WORK ITEM ->
Every word of the listing must be returned. Retype it exactly.

=====

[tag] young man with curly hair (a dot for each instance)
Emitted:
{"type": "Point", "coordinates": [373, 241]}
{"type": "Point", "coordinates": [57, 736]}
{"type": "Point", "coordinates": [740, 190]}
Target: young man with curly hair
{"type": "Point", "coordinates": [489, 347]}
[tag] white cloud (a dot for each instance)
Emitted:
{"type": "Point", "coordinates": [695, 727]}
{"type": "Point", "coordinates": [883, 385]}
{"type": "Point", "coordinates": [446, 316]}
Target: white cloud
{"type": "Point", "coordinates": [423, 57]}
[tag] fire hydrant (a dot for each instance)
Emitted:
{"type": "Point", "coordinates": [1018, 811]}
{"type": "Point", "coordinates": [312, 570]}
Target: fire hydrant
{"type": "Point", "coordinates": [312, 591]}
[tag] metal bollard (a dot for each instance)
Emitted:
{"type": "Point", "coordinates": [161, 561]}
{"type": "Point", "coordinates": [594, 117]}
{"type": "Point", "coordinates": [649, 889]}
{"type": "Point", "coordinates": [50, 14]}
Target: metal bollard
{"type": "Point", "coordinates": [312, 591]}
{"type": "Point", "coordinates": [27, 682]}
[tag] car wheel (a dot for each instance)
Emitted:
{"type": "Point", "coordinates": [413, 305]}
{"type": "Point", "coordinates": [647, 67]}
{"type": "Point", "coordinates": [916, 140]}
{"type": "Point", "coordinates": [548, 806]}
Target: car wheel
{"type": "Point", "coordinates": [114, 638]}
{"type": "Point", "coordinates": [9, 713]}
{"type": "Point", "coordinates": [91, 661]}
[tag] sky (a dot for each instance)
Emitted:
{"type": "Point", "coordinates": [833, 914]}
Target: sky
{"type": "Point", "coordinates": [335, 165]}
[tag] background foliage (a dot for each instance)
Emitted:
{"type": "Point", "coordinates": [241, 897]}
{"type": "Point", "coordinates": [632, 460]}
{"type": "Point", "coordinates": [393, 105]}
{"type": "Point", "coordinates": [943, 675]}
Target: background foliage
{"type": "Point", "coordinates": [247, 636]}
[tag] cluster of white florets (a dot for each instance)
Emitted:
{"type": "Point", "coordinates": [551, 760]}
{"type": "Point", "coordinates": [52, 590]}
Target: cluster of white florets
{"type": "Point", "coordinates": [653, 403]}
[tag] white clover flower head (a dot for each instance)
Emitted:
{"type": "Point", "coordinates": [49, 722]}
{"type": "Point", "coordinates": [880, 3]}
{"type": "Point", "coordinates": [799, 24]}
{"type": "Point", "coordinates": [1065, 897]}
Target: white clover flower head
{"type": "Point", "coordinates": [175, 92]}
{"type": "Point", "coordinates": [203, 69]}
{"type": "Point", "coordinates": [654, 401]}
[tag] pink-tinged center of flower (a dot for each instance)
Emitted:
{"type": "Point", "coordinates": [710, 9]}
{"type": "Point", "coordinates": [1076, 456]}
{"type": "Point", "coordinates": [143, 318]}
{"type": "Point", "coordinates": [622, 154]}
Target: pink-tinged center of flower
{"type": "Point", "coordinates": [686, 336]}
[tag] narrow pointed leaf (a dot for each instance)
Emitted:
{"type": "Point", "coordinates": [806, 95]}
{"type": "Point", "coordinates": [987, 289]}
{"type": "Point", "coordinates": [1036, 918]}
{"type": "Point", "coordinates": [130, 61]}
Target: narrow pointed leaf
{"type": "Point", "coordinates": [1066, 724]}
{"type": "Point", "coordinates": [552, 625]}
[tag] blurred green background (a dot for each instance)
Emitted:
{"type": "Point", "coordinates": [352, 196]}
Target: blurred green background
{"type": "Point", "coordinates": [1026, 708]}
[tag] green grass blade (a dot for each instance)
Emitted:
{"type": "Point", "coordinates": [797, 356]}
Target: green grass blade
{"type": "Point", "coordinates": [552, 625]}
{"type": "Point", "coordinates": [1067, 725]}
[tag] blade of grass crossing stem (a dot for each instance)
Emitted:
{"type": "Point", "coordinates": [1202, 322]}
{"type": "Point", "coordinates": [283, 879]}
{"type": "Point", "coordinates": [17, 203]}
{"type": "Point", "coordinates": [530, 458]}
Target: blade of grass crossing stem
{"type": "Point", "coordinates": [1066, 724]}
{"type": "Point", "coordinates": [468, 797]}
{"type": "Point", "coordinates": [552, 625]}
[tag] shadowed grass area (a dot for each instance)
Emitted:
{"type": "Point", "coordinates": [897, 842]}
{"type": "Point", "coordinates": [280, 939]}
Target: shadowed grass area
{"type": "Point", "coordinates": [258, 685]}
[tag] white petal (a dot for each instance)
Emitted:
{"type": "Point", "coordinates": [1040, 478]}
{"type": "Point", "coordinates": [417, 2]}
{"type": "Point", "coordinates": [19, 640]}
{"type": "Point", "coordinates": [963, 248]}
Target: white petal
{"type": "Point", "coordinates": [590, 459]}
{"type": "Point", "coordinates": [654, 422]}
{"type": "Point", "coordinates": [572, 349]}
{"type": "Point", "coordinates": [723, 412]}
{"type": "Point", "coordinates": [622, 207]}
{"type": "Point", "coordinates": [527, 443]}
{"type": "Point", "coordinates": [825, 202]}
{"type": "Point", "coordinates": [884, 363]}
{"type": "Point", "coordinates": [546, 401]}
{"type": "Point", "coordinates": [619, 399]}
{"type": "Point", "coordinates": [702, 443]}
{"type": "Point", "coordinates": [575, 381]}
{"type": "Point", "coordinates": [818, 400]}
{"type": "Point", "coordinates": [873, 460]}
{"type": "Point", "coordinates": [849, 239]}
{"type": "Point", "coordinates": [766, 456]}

=====

ANSWER BOX ->
[tag] young man with curly hair (a dot for each instance)
Emitted:
{"type": "Point", "coordinates": [373, 241]}
{"type": "Point", "coordinates": [57, 736]}
{"type": "Point", "coordinates": [740, 190]}
Target: young man with curly hair
{"type": "Point", "coordinates": [489, 347]}
[tag] white cloud (a dot for each instance)
Emitted:
{"type": "Point", "coordinates": [695, 727]}
{"type": "Point", "coordinates": [883, 385]}
{"type": "Point", "coordinates": [446, 316]}
Target: white cloud
{"type": "Point", "coordinates": [423, 57]}
[tag] fire hydrant (a dot for each instance)
Emitted:
{"type": "Point", "coordinates": [1018, 811]}
{"type": "Point", "coordinates": [312, 570]}
Target: fire hydrant
{"type": "Point", "coordinates": [312, 591]}
[tag] metal bollard (a dot for each instance)
Emitted:
{"type": "Point", "coordinates": [161, 561]}
{"type": "Point", "coordinates": [594, 117]}
{"type": "Point", "coordinates": [649, 889]}
{"type": "Point", "coordinates": [50, 14]}
Target: metal bollard
{"type": "Point", "coordinates": [312, 591]}
{"type": "Point", "coordinates": [27, 682]}
[tag] car wheel (a dot for each instance)
Emitted:
{"type": "Point", "coordinates": [413, 305]}
{"type": "Point", "coordinates": [647, 67]}
{"type": "Point", "coordinates": [916, 140]}
{"type": "Point", "coordinates": [548, 806]}
Target: car wheel
{"type": "Point", "coordinates": [114, 638]}
{"type": "Point", "coordinates": [9, 713]}
{"type": "Point", "coordinates": [91, 661]}
[tag] sky (a dot for each instance)
Emitted:
{"type": "Point", "coordinates": [833, 914]}
Target: sky
{"type": "Point", "coordinates": [335, 165]}
[tag] background foliage (a dot for each instance)
Emitted:
{"type": "Point", "coordinates": [241, 897]}
{"type": "Point", "coordinates": [632, 460]}
{"type": "Point", "coordinates": [393, 105]}
{"type": "Point", "coordinates": [943, 675]}
Target: background foliage
{"type": "Point", "coordinates": [247, 636]}
[tag] cluster of white florets (a dot for each instance)
Emitted:
{"type": "Point", "coordinates": [551, 760]}
{"type": "Point", "coordinates": [52, 590]}
Target: cluster of white florets
{"type": "Point", "coordinates": [653, 403]}
[tag] white clover flower head (a dot for each instance)
Emitted:
{"type": "Point", "coordinates": [49, 722]}
{"type": "Point", "coordinates": [880, 3]}
{"type": "Point", "coordinates": [799, 24]}
{"type": "Point", "coordinates": [1065, 897]}
Target: white clover flower head
{"type": "Point", "coordinates": [175, 92]}
{"type": "Point", "coordinates": [203, 69]}
{"type": "Point", "coordinates": [654, 401]}
[tag] pink-tinged center of flower (a dot for each instance)
Emitted:
{"type": "Point", "coordinates": [710, 9]}
{"type": "Point", "coordinates": [1076, 456]}
{"type": "Point", "coordinates": [143, 318]}
{"type": "Point", "coordinates": [622, 154]}
Target: pink-tinged center of flower
{"type": "Point", "coordinates": [686, 336]}
[tag] narrow pointed leaf (a dot for each instance)
Emitted:
{"type": "Point", "coordinates": [806, 95]}
{"type": "Point", "coordinates": [987, 289]}
{"type": "Point", "coordinates": [1036, 918]}
{"type": "Point", "coordinates": [130, 61]}
Target: narrow pointed leaf
{"type": "Point", "coordinates": [1066, 724]}
{"type": "Point", "coordinates": [552, 625]}
[tag] blurred green background (a dot for each instance)
Emitted:
{"type": "Point", "coordinates": [352, 196]}
Target: blurred green background
{"type": "Point", "coordinates": [1026, 708]}
[tag] green grass blade (a dot for each instance)
Emitted:
{"type": "Point", "coordinates": [797, 356]}
Target: green grass blade
{"type": "Point", "coordinates": [552, 625]}
{"type": "Point", "coordinates": [1067, 725]}
[tag] blade of grass crossing stem (a dot for each instance)
Emitted:
{"type": "Point", "coordinates": [1202, 322]}
{"type": "Point", "coordinates": [283, 879]}
{"type": "Point", "coordinates": [17, 203]}
{"type": "Point", "coordinates": [530, 458]}
Target: blade of grass crossing stem
{"type": "Point", "coordinates": [1066, 724]}
{"type": "Point", "coordinates": [468, 797]}
{"type": "Point", "coordinates": [552, 625]}
[tag] shadowed grass area (a dot for each instance)
Emitted:
{"type": "Point", "coordinates": [897, 842]}
{"type": "Point", "coordinates": [280, 939]}
Target: shadowed grass area
{"type": "Point", "coordinates": [258, 685]}
[tag] white petal (a dot for each instance)
Emitted:
{"type": "Point", "coordinates": [1040, 478]}
{"type": "Point", "coordinates": [417, 2]}
{"type": "Point", "coordinates": [19, 640]}
{"type": "Point", "coordinates": [963, 248]}
Target: white petal
{"type": "Point", "coordinates": [590, 459]}
{"type": "Point", "coordinates": [654, 422]}
{"type": "Point", "coordinates": [572, 349]}
{"type": "Point", "coordinates": [723, 412]}
{"type": "Point", "coordinates": [622, 207]}
{"type": "Point", "coordinates": [527, 443]}
{"type": "Point", "coordinates": [825, 202]}
{"type": "Point", "coordinates": [884, 363]}
{"type": "Point", "coordinates": [546, 401]}
{"type": "Point", "coordinates": [619, 399]}
{"type": "Point", "coordinates": [702, 443]}
{"type": "Point", "coordinates": [575, 381]}
{"type": "Point", "coordinates": [818, 400]}
{"type": "Point", "coordinates": [873, 460]}
{"type": "Point", "coordinates": [849, 239]}
{"type": "Point", "coordinates": [766, 456]}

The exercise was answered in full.